| Texte à analyser |
----------------------------------------

Où nous mèneront la sondagite et la technoïte ?

Contre la tragédie du veuvage des chaussettes, un geek suisse a développé une « appli » de détection des chaussettes esseulées.

Stéphan Beaucher  • 4 juillet 2013 abonné·es

Avec le téléphone et plus encore avec Internet, il devient facile et peu coûteux de réaliser un sondage. Tout cela s’accommode aussi allégrement que fréquemment des précautions statistiques d’usage (taille et représentativité de l’échantillon, marge d’erreur des réponses, etc.) et on nous sonde sur tout, c’est-à-dire sur n’importe quoi. C’est ainsi qu’un « institut » – car il en va des sondages comme de la beauté, tous deux ont leurs « instituts » – nous révèle que les chaussettes orphelines font partie des causes les plus fréquentes d’accrochage dans le couple. Au vu du nombre d’hommes qui savent à peine où se situe le lave-linge, et encore moins comment on le met en marche, on imagine aisément d’où part la querelle. Franchement ! On aurait pu imaginer que construire une vie à deux, sans même parler des enfants, est déjà un exercice suffisamment délicat au quotidien pour qu’on n’ait pas besoin d’aller se chercher des noises pour des histoires de chaussettes… Eh bien si ! C’est comme ça ; l’humain est ainsi fait.

Il se vend en France 400 millions de paires de chaussettes par an, soit six par habitant. Ces millions de paires ne viennent pas toutes, loin s’en faut, en remplacer des millions d’autres. Dans leur grande majorité, elles s’ajoutent à des dizaines déjà existantes. Et c’est bien là le drame ! Il en va des chaussettes comme de l’humanité : les deux moitiés n’ont pas la même espérance de vie. Entre celles qui s’égarent dans les méandres du circuit du linge sale, celles qu’on oublie au vestiaire du club de foot et celles qui se percent avant leur âme sœur, une partie non négligeable du stock (mais l’institut de sondage ne nous en donne pas la proportion) perd sa compagne. Afin de résoudre cette double tragédie – le veuvage des chaussettes et l’incident conjugal –, un geek suisse a eu une idée qu’il qualifie de géniale : il a inséré une puce dans ses chaussettes et a développé une « appli » (c’est comme cela qu’on dit) de détection de chaussette esseulée. Tel Christophe Colomb s’aventurant dans la jungle des Caraïbes, casque colonial sur la tête et sabre au clair, vous explorez votre logis, pièce par pièce, smartphone à la main. Le souffle court, guettant le bip qui provoquera immanquablement un ouf de soulagement.

----------------------------------------

| Consigne 1 |
Dans le texte sur les chaussettes orphelines, relevez les trois façons dont une chaussette perd sa compagne.
| Consigne 2 |
Recopiez, s'il vous plaît, tout le passage du texte sur les chaussettes orphelines depuis « Où nous mèneront » jusqu'à « des chaussettes esseulées. ».

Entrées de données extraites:

----------------------------------------

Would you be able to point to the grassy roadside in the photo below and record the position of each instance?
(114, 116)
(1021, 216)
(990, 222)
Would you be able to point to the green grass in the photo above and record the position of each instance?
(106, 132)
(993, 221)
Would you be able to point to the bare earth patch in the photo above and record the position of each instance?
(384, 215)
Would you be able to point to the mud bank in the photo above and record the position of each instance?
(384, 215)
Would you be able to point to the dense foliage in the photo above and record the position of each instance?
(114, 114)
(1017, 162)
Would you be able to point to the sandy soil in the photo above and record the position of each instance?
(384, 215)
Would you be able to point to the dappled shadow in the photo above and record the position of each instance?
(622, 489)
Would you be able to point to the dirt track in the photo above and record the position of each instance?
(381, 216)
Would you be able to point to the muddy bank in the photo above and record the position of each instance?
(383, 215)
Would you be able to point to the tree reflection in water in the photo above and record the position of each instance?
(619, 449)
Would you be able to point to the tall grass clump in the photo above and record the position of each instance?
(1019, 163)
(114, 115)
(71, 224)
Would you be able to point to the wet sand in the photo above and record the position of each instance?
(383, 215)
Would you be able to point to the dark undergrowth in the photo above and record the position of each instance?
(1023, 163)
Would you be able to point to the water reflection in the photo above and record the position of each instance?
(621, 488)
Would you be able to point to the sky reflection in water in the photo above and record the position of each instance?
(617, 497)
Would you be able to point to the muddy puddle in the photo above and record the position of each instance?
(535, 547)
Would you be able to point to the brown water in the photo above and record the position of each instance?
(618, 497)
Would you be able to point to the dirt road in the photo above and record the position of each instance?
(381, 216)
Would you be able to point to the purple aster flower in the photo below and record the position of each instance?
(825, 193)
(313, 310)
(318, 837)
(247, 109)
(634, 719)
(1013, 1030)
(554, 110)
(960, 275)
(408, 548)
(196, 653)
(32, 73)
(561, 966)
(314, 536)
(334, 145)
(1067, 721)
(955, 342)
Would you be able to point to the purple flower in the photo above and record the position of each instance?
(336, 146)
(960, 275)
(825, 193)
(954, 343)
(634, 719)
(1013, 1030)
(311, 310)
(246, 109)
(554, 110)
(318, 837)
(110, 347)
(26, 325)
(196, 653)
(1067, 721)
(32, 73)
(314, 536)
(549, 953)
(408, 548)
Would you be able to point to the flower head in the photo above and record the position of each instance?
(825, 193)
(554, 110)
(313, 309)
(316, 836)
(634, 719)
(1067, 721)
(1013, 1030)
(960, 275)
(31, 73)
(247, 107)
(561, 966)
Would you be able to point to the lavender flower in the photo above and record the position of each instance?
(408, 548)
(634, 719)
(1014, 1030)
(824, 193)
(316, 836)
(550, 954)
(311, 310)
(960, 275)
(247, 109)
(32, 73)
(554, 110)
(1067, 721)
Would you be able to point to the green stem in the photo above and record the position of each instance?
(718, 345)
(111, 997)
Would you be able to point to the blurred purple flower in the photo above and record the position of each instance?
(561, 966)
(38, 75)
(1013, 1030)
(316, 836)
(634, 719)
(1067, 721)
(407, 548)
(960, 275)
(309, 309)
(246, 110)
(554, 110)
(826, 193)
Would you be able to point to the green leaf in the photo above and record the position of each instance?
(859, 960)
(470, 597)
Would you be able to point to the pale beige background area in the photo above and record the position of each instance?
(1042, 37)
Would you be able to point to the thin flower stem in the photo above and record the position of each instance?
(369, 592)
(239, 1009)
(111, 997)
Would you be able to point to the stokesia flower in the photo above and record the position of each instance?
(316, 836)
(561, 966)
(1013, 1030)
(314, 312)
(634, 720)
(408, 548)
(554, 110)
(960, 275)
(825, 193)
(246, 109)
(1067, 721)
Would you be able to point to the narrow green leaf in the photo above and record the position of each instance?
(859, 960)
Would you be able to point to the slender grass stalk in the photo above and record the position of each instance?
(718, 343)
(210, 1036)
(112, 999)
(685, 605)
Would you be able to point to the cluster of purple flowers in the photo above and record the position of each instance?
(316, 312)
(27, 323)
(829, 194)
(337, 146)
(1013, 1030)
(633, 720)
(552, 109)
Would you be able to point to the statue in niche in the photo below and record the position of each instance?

----------------------------------------

| Votre réponse 1 |
- Elle s'égare dans les méandres du circuit du linge sale.
- On l'oublie au vestiaire du club de foot.
- Elle se perce avant son âme sœur.

| Votre réponse 2 |
Où nous mèneront la sondagite et la technoïte ?

Contre la tragédie du veuvage des chaussettes, un geek suisse a développé une « appli » de détection des chaussettes esseulées.